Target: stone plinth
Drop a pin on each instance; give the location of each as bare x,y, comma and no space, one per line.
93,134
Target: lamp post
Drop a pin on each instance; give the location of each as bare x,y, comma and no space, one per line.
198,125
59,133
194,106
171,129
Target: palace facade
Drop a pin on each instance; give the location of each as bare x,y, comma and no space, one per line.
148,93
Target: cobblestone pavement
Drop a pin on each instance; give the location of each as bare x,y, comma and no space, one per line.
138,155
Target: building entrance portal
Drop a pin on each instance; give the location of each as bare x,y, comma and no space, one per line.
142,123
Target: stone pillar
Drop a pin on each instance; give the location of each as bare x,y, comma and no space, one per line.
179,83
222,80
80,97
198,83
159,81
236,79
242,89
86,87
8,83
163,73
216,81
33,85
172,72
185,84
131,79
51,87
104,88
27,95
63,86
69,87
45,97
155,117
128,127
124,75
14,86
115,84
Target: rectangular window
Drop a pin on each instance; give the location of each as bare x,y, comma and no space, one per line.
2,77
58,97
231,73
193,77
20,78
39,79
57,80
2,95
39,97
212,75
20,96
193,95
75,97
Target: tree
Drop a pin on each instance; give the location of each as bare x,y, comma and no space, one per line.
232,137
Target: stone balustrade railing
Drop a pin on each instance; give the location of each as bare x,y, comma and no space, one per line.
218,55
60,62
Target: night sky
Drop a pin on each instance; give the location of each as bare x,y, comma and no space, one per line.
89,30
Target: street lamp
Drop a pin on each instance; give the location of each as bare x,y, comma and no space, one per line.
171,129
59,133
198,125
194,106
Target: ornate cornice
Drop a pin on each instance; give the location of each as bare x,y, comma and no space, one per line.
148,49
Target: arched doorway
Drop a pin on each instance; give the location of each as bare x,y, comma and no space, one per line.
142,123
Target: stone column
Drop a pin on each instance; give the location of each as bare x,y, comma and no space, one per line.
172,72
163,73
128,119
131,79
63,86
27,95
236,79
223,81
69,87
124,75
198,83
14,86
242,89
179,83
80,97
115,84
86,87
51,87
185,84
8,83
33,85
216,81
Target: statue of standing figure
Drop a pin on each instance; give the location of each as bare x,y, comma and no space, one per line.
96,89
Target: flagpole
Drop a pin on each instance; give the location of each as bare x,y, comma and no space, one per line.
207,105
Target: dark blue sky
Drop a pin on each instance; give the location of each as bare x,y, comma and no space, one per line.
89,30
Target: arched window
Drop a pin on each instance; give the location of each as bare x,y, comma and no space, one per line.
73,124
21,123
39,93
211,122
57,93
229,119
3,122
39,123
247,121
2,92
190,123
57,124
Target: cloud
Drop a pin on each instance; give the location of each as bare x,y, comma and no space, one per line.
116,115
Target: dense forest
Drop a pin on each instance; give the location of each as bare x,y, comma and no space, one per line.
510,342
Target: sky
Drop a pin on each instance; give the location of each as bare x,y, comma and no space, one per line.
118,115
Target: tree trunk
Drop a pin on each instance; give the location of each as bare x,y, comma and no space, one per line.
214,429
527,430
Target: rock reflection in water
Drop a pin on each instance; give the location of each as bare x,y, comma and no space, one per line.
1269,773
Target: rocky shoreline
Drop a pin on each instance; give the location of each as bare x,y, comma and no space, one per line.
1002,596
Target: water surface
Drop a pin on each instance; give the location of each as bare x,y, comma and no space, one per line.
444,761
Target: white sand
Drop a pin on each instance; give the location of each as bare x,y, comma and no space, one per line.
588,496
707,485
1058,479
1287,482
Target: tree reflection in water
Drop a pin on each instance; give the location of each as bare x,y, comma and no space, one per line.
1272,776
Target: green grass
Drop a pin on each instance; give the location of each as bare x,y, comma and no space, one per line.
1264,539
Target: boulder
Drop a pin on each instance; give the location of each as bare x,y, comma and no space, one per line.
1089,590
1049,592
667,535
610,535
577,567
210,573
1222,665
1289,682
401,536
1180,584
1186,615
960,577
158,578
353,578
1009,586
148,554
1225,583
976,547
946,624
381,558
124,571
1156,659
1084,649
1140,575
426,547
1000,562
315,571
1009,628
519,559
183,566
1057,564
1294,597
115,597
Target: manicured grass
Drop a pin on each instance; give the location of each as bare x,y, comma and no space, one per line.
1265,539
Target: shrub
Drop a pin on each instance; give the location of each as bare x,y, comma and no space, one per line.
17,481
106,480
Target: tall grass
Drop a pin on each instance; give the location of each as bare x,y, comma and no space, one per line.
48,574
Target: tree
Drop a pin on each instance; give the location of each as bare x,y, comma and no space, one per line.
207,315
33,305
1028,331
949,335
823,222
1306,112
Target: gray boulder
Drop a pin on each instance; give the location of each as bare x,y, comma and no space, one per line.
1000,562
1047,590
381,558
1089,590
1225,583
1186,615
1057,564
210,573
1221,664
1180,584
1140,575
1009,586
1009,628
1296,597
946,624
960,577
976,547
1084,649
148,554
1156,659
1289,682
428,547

------------------------------------------------------------------------

> [WORK REQUEST]
After reading the entries above, state how many lines hold the word "lamp", with no text besides the number.

> [TASK SOLUTION]
2